(Records supplied Opens)

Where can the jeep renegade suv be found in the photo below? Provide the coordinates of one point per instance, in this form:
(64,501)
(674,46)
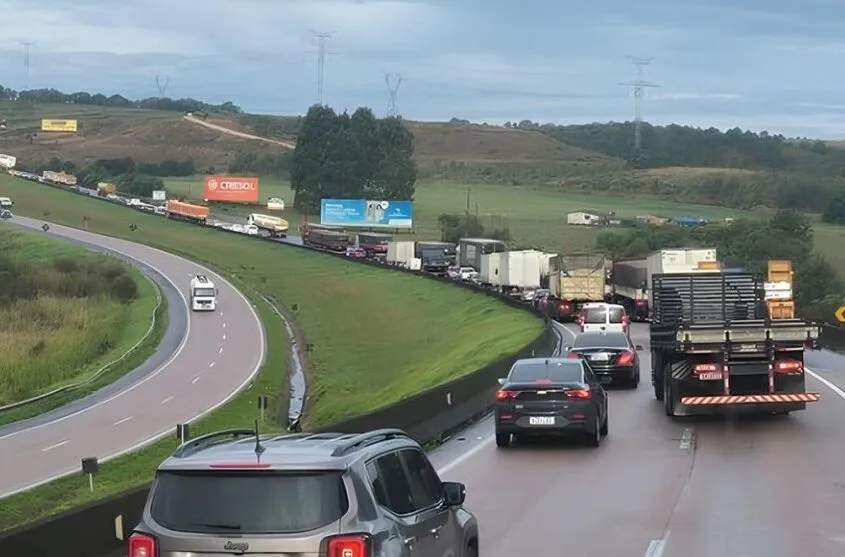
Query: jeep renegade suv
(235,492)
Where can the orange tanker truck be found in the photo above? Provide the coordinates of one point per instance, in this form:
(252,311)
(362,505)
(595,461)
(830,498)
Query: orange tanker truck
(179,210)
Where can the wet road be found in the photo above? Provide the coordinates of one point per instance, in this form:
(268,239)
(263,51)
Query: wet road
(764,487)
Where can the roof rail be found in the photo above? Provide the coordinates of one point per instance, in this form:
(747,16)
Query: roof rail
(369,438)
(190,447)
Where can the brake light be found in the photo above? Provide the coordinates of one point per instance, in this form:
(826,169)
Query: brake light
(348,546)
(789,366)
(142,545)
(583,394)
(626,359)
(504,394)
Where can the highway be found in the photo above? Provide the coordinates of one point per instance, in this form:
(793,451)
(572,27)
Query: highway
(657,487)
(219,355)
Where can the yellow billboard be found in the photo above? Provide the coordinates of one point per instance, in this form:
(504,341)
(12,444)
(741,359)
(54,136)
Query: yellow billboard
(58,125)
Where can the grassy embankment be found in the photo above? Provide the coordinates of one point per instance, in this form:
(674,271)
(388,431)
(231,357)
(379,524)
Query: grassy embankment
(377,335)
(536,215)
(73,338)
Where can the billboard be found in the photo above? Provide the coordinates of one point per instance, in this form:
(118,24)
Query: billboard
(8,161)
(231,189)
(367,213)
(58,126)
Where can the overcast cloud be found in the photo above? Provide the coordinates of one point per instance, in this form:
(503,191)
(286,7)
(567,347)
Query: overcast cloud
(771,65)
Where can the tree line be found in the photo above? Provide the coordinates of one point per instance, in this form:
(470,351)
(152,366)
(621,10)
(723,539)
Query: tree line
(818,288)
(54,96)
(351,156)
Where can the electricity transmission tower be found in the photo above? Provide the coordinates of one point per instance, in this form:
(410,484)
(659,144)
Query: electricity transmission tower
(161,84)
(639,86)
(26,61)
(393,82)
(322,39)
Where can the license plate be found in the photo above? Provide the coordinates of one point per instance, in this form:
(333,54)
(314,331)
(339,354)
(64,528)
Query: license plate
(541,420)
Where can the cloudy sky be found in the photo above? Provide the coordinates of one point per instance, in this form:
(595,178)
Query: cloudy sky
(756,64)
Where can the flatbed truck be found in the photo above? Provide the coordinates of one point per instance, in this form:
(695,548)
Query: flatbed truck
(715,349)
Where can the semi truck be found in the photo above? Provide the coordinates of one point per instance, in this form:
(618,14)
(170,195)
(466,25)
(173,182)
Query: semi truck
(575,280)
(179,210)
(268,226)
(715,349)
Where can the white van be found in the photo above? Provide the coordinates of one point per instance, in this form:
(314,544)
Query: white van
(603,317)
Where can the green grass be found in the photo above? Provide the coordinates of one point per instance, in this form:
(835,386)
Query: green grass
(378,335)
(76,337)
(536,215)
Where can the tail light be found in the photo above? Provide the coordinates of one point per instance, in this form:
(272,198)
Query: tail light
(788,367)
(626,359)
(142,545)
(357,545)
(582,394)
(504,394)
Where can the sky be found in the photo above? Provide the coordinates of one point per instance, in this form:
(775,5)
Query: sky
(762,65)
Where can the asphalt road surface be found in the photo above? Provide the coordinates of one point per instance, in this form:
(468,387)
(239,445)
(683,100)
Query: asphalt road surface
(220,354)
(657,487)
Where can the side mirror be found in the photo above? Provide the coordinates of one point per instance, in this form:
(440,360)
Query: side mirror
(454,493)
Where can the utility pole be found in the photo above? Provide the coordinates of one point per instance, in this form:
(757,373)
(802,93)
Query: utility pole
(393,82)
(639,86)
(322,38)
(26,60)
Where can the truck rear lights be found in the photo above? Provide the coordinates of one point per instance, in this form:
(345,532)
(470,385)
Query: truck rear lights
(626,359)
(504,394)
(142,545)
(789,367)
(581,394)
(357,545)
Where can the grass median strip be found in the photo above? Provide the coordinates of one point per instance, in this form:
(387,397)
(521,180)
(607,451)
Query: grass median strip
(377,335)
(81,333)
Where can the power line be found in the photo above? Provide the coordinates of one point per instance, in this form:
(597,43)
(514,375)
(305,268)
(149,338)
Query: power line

(Records supplied Closes)

## Work instructions
Every line above that includes the word "power" should be listed.

## Exercise response
Where can the power line be found in the photo above? Provide the coordinates of one point per instance, in this form:
Query: power line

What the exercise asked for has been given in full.